What is required:
This exercise calls for the line with "Can you see the woman's left", the line with "Can you see the large", and all lines between them in the material below, output exactly and with no other lines.

****************************************

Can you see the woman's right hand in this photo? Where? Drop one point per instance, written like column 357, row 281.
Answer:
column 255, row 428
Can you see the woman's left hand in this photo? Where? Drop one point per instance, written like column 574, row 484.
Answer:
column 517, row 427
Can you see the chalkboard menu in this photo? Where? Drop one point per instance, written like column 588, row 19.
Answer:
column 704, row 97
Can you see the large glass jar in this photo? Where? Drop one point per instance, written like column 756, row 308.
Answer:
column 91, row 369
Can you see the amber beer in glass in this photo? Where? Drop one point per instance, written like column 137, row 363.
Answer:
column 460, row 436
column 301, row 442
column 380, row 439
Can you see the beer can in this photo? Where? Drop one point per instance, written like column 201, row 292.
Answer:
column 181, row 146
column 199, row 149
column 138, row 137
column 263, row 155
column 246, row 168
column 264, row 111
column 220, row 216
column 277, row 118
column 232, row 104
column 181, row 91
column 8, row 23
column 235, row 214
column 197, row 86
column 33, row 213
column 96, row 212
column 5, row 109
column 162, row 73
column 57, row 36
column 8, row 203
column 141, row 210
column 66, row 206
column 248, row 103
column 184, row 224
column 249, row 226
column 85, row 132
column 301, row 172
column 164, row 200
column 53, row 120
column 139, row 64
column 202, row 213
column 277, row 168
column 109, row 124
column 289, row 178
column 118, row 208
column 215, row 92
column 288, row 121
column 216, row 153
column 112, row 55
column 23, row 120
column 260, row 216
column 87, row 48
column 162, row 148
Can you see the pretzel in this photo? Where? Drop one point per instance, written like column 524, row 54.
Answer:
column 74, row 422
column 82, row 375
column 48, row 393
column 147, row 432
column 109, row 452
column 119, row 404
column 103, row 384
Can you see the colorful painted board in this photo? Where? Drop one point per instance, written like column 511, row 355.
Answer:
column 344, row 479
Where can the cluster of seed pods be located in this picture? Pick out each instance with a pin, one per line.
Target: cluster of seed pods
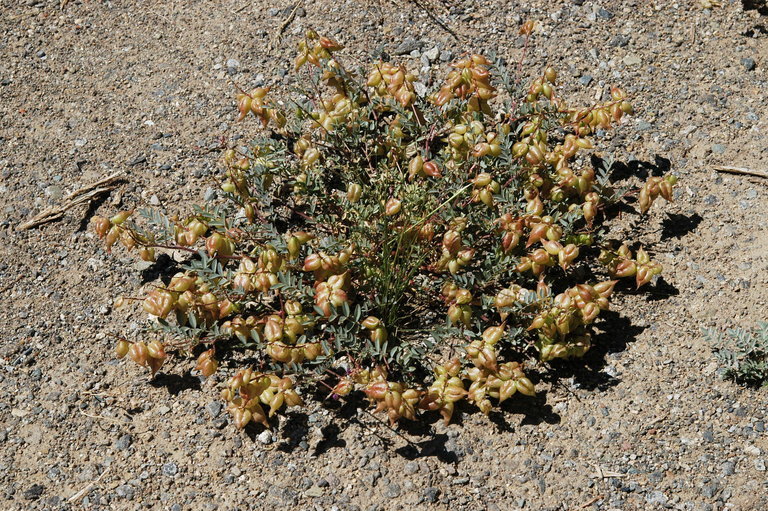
(561, 326)
(248, 392)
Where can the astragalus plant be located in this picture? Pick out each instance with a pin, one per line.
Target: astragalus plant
(419, 247)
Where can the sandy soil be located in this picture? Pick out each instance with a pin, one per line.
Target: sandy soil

****************************************

Expected answer:
Can you see the woman's left hand in this photo? Where? Drop one point per instance, written like column 574, row 484.
Answer:
column 517, row 427
Can you see the chalkboard menu in this photo? Where? Drop one point per instance, written like column 588, row 19.
Answer:
column 704, row 97
Can you see the large glass jar in this photo? Where? Drop one point per instance, written like column 756, row 308.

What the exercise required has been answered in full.